Excerpt:
In the thermal expansion valve characterized by being constructed as described above in accordance with the present invention, the power element holding the heat sensitive working fluid in its heat sensitive working chamber and functioning as a thermal bulb and the valve housing are disposed adjacent to each other and the thermal expansion valve has no capillary tube, so that the thermal expansion valve can be easily installed in a narrow space such as an automobile engine room.
Additionally, since the heat ballast contained in the blind hole of the valve body drive member retards at least the rate of gas pressure rise of the heat sensitive working fluid in the heat sensitive working chamber caused by the temperature rise of the refrigerant vapor flowing in the second refrigerant passage at the refrigerant outlet port of the evaporator and suppress the hunting phenomenon, the air conditioner operates stably and the working efficiency of the air conditioner can be increased.
Finally, since the projecting end of the tubular projection surrounding the central opening of the diaphragm which is airtightly welded to the valve body drive member and the diaphragm catch is far away from a diaphragm main portion which extends radially outwardly from the central opening of the diaphragm, the diaphragm main portion is not adversely affected by heat generated from the welding. Thus, the diaphragm is free from any heat fatigue and the thermal expansion valve can be used for a long period of time.

Task details:
From the thermal expansion valve passage, return the stretch from "In the thermal" through "automobile engine room." word for word.

Supplied material:
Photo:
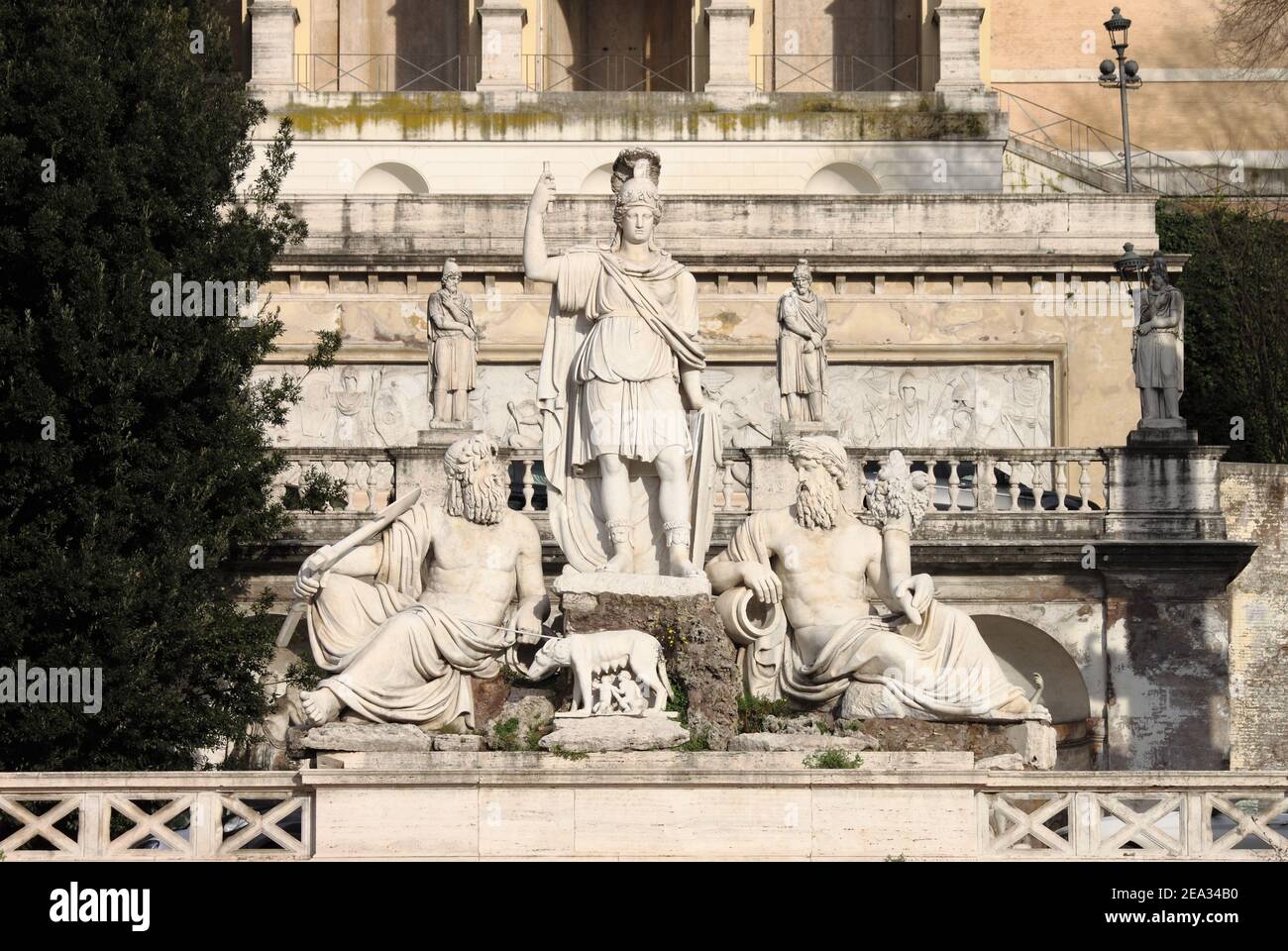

The output:
In the thermal expansion valve characterized by being constructed as described above in accordance with the present invention, the power element holding the heat sensitive working fluid in its heat sensitive working chamber and functioning as a thermal bulb and the valve housing are disposed adjacent to each other and the thermal expansion valve has no capillary tube, so that the thermal expansion valve can be easily installed in a narrow space such as an automobile engine room.